--- PROBLEM TO SOLVE ---
Extend the article on the restoration of Rev. William Durie's monument, starting after its last sentence.
*** PASSAGE FOR REVIEW Section Begins ***
For Sheila Urquhart, the historian at St. Andrew’s Presbyterian Church, the restoration of a crumbling monument to the church’s beloved early minister, Rev. William Durie, is about much more than just the rededication of his tomb and a plaque.
“It is such a moving story, a story of Bytown in the typhus epidemic.”
Through extensive research on Durie, the church’s third ever minister, Urquhart found out he was born in Glasgow, Scotland in 1804 and came to Ottawa in 1846 to be minister of St. Andrew’s at the age of 42.
“Ottawa usually had typhus cases every late summer, in August and September, when the Ottawa River water was low, and there were always a few deaths each year.”
The 1847 typhus outbreak was worsened by the arrival of already infected Irish immigrants fleeing famine at home.
“It was just awful these were innocents getting on [boats] in Ireland with hope for their family. They were packed on and if there were just a couple of lice they all got typhus and it kept happening. Just awful,” she said.
Typhus is spread by lice and causes the sufferer to have a fever and rash. It can be fatal if left untreated.
Durie took it upon himself to tend to the newly arrived Irish immigrants, Urquhart said. “He couldn’t rest because just steps away, they were lying where they fell.”
*** PASSAGE FOR REVIEW Section Ends ***
*** STORED DATA Section Begins ***
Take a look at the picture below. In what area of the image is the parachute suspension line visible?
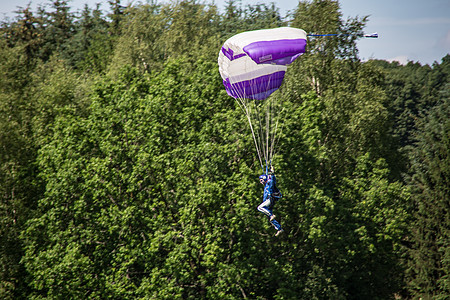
[236,91,264,172]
*** STORED DATA Section Ends ***
--- WRITTEN REPLY ---
Durie caught the disease while working and died in September 1847, after only nine months of being minister at the church, Urquhart said.
He was an important figure while he was minister at the Wellington Street church and continues to be important to the congregation today, said Rev. Karen Dimock, the current minister of St. Andrew’s.
He was a prominent member of the Bytown community and his death at the time was a huge blow to the church.
Durie’s obituary in the Ottawa Advocate says he was well liked not only by his congregation, but also by the general public.
“In the discharge of his religious duties as a faithful pastor, he was constant and indefatigable; and while able to do so, no consideration – no apprehension of danger – could prwevent his attendance on the sick and dying; or interfere with the natural impulse of his nature to minister to the necessities of the wretched,” it says.
St. Andrew’s will reveal the restored monument at the Beechwood Cemetery on Sept. 29 when Dimock will lead a ceremony to rededicate the large stone tomb over his grave and unveil a plaque to commemorate his death.
The need to restore the monument recently became more urgent and the community is grateful to be able to do the $5,000 repairs, Urquhart said. The 168-year-old tomb was weathered and cracked, and the top was fractured in half. It was originally white, but has since become blackened by time and moving from a different cemetery in the Sandy Hill neighbourhood of Ottawa.
“It was pitch black, older people here remember it being white and now it’s grey,” Urquhart said.
Judy Dodds, a member of the St. Andrew’s congregation, said the restoration has been planned for a number of years and said she is happy it is finally happening.
Dodds said the restoration of the monument is significant for St. Andrew’s and members of the congregation.
“I think that for the people who have some understanding of the history of the church, it’s exciting. I’m not sure if everyone knows about it though,” she said.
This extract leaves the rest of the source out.